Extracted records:

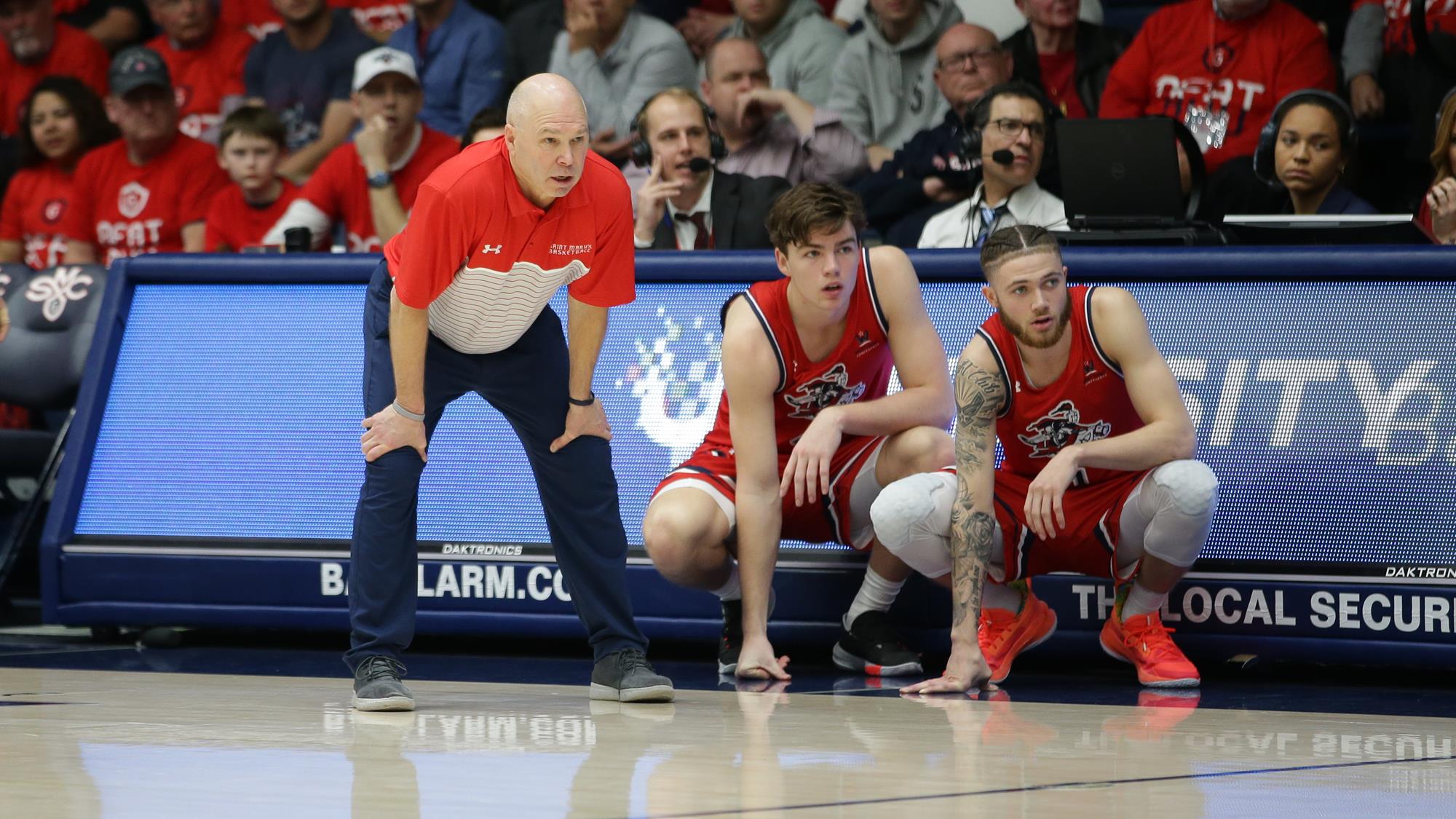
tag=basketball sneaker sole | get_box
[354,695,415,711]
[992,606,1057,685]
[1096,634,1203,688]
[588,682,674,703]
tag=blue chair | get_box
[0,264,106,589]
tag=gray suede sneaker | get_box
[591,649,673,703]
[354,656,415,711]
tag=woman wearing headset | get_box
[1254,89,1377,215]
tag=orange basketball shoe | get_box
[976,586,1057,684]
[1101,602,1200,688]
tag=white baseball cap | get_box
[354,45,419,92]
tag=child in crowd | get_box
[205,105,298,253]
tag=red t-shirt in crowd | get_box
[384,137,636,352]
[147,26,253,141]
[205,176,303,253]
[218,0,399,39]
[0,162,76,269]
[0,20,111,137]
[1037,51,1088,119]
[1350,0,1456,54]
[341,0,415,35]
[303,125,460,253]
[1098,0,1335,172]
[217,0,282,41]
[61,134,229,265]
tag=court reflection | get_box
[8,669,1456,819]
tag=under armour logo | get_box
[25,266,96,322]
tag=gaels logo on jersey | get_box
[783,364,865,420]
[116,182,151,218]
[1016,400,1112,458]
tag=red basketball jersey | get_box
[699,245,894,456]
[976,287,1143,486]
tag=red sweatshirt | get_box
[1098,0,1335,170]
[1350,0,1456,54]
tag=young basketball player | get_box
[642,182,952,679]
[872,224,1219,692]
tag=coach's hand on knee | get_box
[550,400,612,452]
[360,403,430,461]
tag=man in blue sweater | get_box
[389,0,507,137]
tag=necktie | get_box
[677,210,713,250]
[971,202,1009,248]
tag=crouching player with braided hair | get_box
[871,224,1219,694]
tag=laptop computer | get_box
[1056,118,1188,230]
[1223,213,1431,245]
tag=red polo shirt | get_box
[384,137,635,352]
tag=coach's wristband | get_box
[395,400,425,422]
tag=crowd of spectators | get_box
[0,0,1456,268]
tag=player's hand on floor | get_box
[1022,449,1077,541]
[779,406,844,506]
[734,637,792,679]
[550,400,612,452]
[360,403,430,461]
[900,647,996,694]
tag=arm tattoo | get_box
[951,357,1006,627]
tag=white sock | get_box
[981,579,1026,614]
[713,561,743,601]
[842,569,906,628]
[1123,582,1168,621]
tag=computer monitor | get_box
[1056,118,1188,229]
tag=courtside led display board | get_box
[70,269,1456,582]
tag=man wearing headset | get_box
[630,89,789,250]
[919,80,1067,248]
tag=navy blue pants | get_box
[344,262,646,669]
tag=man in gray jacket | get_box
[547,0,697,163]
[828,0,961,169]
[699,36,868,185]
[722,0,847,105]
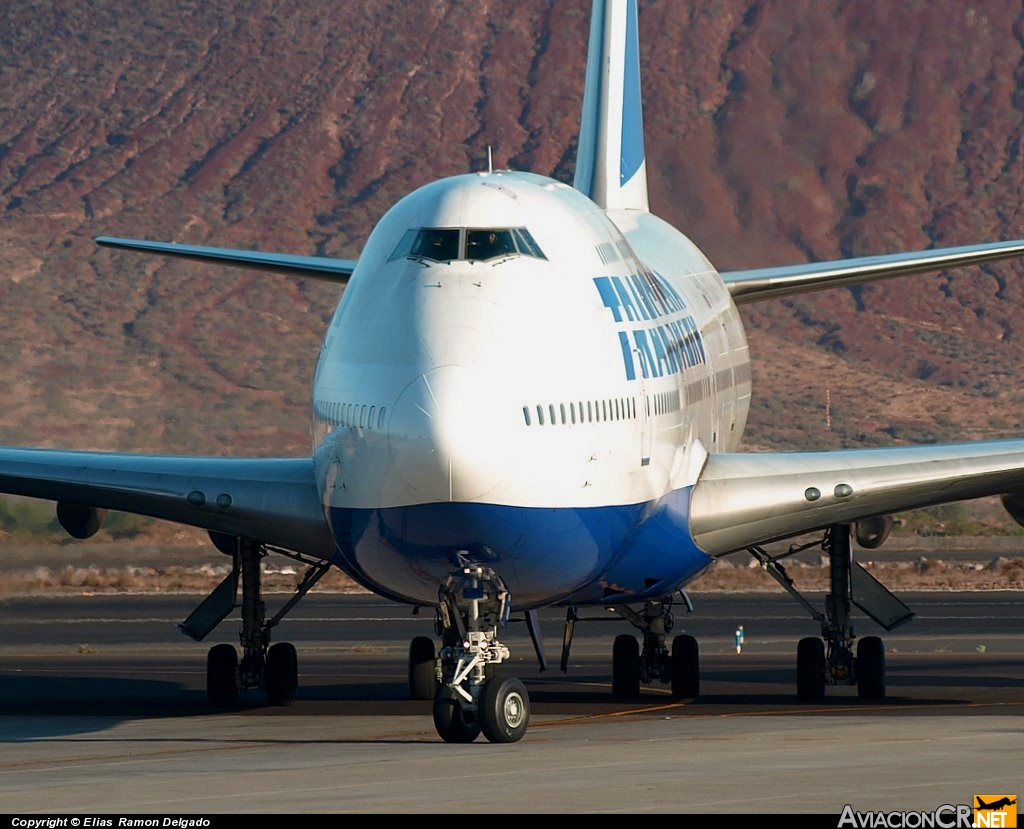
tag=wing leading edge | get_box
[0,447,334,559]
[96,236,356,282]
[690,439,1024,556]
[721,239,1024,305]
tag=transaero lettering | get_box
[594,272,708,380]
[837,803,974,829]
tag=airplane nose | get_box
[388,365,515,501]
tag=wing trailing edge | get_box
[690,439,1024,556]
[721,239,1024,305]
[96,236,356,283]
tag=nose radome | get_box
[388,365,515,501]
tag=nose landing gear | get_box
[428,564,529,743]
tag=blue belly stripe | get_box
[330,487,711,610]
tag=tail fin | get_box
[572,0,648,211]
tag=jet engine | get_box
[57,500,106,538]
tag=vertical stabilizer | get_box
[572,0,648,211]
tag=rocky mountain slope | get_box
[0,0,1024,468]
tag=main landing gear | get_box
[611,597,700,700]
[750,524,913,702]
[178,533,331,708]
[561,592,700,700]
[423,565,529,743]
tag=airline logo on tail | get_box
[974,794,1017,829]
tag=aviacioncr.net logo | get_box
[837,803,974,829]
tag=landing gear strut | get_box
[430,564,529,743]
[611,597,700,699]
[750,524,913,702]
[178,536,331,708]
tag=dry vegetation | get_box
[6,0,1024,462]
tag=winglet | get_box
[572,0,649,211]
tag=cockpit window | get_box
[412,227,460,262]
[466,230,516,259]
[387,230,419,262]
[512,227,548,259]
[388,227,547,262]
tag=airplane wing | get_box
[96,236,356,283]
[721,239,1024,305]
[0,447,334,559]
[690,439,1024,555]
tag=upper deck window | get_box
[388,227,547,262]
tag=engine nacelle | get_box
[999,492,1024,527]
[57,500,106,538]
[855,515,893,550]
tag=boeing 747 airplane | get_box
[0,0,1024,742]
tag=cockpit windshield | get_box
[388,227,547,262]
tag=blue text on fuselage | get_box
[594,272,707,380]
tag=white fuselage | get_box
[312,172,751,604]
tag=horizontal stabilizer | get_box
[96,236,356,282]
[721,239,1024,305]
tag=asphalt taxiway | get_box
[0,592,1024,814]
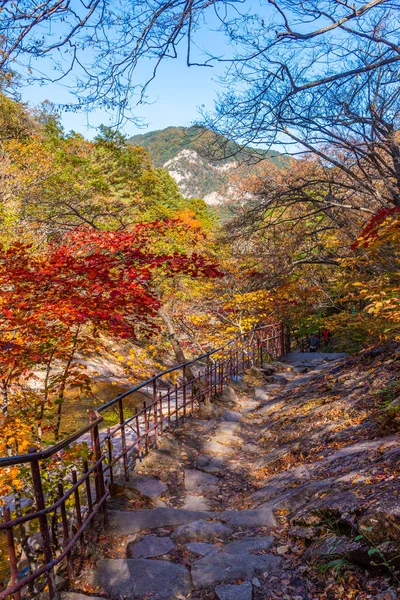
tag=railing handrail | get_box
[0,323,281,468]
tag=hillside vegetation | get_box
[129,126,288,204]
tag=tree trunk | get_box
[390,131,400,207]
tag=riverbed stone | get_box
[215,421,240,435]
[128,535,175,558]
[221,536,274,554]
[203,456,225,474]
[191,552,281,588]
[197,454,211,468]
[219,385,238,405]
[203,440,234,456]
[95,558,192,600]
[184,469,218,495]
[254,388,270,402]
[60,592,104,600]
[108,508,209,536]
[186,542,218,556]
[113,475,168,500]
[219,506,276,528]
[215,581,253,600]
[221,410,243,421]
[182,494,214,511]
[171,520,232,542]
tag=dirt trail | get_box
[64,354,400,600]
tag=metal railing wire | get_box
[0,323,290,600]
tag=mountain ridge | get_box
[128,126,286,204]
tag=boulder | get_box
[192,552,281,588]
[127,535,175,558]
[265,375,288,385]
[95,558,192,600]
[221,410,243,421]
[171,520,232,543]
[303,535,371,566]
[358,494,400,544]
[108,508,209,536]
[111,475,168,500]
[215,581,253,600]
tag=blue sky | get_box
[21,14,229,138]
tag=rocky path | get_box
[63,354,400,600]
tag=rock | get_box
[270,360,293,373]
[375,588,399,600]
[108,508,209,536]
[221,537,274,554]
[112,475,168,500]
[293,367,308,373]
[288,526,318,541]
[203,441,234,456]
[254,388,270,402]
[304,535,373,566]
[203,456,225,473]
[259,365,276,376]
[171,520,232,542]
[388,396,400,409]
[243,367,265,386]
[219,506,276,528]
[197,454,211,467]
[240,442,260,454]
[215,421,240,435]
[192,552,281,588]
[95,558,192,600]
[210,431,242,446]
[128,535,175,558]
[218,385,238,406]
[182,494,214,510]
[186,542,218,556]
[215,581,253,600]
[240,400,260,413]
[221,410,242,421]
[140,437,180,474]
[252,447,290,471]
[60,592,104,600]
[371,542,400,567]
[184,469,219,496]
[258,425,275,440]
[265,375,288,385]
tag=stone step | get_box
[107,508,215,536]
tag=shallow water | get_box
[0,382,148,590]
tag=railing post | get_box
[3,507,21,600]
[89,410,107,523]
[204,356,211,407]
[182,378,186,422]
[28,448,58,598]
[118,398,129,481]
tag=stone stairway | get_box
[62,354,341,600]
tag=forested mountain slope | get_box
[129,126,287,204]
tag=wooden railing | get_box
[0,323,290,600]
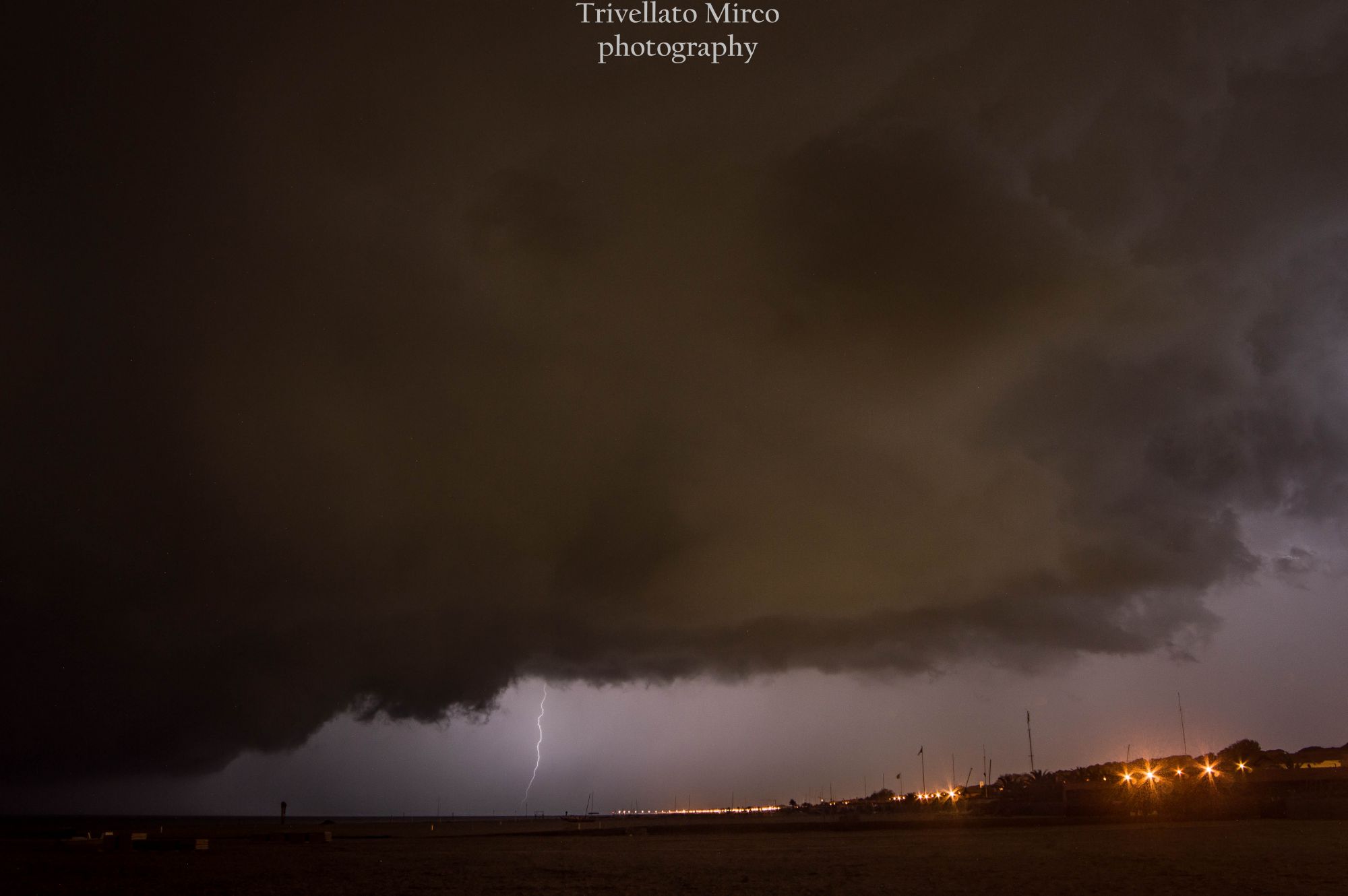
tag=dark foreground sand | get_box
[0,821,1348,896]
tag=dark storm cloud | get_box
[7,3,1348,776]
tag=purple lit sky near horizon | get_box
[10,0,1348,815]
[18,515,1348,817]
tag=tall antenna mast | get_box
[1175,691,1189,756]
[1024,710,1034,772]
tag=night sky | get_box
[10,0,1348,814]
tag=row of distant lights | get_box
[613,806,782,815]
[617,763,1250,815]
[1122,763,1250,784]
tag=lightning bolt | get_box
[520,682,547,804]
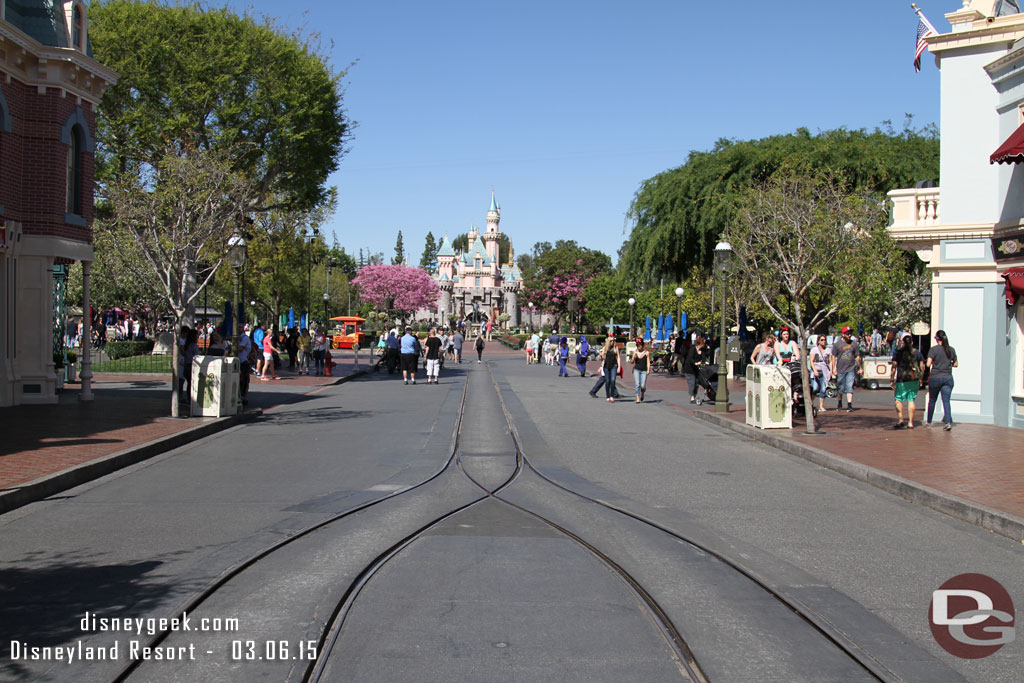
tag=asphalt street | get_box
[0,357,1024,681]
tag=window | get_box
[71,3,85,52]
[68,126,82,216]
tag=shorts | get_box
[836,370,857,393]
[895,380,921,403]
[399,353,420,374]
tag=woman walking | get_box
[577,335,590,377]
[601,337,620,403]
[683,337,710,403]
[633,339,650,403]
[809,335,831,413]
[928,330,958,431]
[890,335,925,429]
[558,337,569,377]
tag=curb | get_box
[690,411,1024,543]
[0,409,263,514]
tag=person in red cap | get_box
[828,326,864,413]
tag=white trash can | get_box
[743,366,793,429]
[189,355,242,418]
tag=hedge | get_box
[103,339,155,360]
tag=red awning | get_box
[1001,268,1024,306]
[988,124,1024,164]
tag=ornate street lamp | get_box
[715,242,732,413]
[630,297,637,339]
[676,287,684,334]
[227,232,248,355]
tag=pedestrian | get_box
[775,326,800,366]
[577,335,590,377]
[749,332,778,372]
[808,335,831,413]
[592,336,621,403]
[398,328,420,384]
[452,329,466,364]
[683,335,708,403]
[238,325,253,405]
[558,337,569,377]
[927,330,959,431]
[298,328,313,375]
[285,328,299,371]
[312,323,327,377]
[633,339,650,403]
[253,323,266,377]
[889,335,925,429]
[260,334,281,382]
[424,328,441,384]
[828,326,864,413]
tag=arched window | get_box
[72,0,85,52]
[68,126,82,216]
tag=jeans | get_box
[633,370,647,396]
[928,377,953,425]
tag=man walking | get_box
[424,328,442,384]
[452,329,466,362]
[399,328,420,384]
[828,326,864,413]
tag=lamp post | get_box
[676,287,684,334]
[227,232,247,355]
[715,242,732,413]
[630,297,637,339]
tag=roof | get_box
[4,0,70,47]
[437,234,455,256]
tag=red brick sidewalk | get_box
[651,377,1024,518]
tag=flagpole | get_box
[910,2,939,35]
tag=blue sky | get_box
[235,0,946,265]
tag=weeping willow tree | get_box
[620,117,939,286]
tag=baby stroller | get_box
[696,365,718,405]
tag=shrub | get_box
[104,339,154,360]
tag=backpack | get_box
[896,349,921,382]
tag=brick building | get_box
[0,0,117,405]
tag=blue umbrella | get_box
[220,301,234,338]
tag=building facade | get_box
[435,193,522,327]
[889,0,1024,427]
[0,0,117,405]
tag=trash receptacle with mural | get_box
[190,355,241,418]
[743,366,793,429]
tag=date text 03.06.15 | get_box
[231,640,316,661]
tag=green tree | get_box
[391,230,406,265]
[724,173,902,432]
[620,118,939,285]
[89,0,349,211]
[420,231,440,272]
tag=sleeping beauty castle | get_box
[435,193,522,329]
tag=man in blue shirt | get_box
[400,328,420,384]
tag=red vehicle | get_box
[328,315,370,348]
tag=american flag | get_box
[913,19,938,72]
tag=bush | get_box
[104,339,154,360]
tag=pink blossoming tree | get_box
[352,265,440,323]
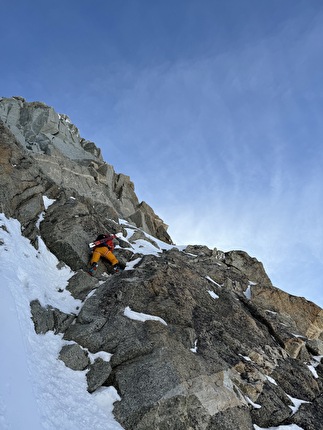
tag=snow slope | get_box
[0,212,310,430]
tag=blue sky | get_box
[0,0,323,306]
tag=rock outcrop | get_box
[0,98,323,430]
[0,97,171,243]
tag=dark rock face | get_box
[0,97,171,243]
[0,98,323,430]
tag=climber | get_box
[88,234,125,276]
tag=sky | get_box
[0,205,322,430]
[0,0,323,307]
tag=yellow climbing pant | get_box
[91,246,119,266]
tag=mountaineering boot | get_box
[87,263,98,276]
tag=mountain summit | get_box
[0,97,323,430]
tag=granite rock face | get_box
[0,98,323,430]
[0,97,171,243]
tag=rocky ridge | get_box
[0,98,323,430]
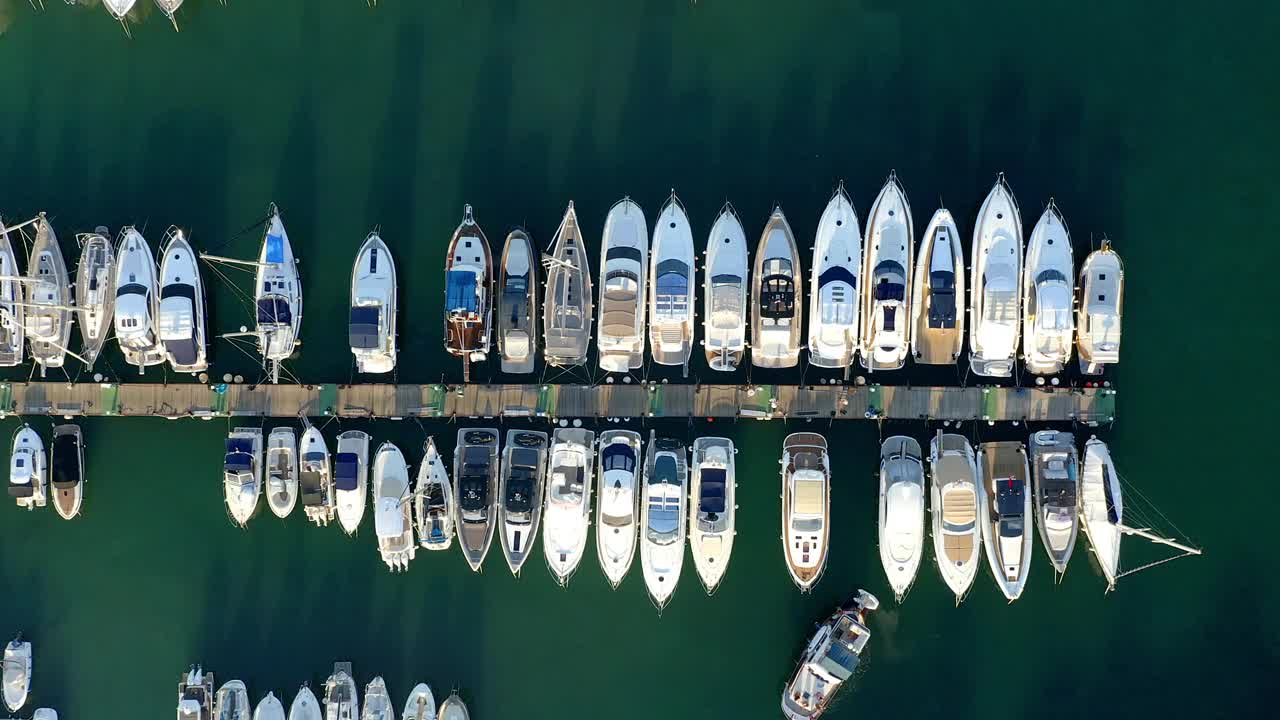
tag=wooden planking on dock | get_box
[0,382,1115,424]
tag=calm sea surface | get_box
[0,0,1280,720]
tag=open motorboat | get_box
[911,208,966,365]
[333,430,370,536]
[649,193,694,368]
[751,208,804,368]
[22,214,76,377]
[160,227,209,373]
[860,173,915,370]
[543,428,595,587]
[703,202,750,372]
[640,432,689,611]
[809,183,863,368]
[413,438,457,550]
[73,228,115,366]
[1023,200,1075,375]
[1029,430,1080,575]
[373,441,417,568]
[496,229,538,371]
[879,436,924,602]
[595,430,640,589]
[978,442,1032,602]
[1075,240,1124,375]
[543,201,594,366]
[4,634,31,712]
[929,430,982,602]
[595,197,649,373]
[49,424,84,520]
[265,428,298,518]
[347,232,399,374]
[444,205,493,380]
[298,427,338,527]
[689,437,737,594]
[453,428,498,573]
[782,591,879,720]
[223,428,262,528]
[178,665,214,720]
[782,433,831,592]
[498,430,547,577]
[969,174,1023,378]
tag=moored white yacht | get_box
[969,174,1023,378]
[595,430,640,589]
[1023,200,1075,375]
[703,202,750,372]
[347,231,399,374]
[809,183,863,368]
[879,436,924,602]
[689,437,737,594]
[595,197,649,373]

#### Short task:
Rewrite the rows from the line with "tag=row of distant lights | get_box" to the line with "[227,232,248,355]", substituting "shrub" for "hedge" and keeping everything else the same. Leave the pictures out of your answer.

#### Answer to the exercise:
tag=row of distant lights | get_box
[613,806,782,815]
[617,763,1250,815]
[1122,763,1250,784]
tag=lightning bolt | get_box
[520,682,547,804]
tag=asphalt street | get_box
[0,357,1024,681]
tag=window | get_box
[71,3,85,52]
[68,126,82,216]
tag=shorts | get_box
[836,370,857,393]
[895,380,921,403]
[399,353,420,374]
tag=woman walking | get_box
[577,335,590,377]
[601,337,620,403]
[683,337,710,403]
[633,339,650,403]
[809,335,831,413]
[928,330,958,431]
[890,335,925,429]
[558,337,569,377]
tag=curb | get_box
[690,411,1024,543]
[0,409,263,514]
tag=person in red cap | get_box
[828,326,864,413]
tag=white trash can | get_box
[743,366,793,429]
[189,355,242,418]
tag=shrub | get_box
[103,339,155,360]
tag=red awning | get_box
[1001,268,1024,306]
[988,124,1024,164]
tag=ornate street lamp | get_box
[715,242,732,413]
[630,297,637,339]
[676,287,684,334]
[227,232,248,355]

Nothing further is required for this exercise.